┌─ Exercise passage

Three-Parent Babies to Prevent Mitochondrial Diseases

The research started with monkeys. In August 2009, scientists from the Oregon National Primate Research Center published a study1 in which they transplanted the DNA of monkeys with damaged mitochondria into “chromosome-empty” eggs of monkeys with healthy mitochondria. Fifteen viable embryos resulted, four of which were brought to term. The purpose of this research was to prevent conditions such as blindness, deafness, dementia, or diabetes, all of which can be caused by faulty mitochondria and affect one in every 6,500 children.

Recently, Doug Turnbull and other researchers from Newcastle University took the primate research a step further by merging fertilized human eggs—thus creating the potential for babies with three parents.2 The researchers essentially replicated the earlier study’s method, taking the DNA, or pronuclei, from the embryo created by the mother’s egg and father’s sperm and injecting it into a “hollowed out” egg belonging to a second woman (i.e. an egg from which the pronuclei have been removed). This creates an embryo with healthy mitochondria (from the donated embryo) while preserving the parental DNA (from the pronuclei).

└─

Requirement
Translate this sentence from the passage on three-parent babies into Spanish: "Fifteen viable embryos resulted, four of which were brought to term."

┌─ Dataset extract

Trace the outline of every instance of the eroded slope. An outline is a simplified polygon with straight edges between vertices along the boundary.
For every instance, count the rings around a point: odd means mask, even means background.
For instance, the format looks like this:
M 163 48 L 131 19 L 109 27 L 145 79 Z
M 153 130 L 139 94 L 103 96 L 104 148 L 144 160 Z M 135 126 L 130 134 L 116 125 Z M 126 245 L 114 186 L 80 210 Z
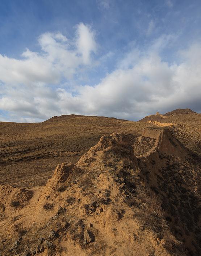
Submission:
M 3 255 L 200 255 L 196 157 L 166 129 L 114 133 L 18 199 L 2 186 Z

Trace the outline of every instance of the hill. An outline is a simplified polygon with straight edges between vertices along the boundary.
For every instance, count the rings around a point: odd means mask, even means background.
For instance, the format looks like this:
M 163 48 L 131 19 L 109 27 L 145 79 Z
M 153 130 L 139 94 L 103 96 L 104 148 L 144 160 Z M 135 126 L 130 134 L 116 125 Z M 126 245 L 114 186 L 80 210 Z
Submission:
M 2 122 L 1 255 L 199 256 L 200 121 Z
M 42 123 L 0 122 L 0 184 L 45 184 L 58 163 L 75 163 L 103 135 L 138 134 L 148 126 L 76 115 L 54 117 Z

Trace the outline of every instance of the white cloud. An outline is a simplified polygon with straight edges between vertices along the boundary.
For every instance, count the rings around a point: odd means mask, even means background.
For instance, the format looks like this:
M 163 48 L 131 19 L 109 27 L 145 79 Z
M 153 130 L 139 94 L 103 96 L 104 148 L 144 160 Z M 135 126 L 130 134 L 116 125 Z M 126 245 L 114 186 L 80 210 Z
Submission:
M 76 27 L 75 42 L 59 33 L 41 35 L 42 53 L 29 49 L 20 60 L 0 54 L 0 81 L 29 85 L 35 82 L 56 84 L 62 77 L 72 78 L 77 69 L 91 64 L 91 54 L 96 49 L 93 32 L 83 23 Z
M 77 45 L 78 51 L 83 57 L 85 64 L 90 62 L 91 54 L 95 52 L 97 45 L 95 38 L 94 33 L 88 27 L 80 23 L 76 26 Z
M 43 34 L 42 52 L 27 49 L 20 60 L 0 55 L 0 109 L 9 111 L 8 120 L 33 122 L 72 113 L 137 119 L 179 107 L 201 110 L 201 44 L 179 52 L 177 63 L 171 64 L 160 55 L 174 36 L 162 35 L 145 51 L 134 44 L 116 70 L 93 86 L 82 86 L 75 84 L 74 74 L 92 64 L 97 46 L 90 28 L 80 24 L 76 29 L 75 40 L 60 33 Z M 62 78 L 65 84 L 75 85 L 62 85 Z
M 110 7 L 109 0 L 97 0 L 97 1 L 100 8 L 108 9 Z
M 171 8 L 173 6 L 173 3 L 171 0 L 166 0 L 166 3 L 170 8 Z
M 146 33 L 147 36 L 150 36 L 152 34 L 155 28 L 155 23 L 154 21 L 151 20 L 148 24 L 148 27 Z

└─
┌─ Dataset extract

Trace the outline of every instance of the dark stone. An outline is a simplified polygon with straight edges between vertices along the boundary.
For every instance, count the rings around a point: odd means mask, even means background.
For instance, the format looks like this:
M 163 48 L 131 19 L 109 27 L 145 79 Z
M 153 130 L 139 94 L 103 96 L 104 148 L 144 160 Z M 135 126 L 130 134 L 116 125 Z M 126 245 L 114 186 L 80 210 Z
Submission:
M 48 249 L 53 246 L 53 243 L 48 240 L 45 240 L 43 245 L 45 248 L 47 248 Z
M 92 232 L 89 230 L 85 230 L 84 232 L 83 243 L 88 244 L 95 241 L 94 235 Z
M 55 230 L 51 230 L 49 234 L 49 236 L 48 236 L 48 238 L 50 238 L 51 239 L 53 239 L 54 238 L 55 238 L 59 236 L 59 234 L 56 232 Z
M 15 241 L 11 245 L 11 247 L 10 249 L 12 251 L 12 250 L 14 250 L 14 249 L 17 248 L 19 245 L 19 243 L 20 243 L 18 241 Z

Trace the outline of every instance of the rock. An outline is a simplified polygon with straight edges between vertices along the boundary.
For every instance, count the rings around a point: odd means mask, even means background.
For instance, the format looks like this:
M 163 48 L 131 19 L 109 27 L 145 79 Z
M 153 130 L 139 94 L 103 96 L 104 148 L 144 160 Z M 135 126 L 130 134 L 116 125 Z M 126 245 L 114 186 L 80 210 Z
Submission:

└─

Answer to the problem
Se obtuvieron quince embriones viables, cuatro de los cuales llegaron a término.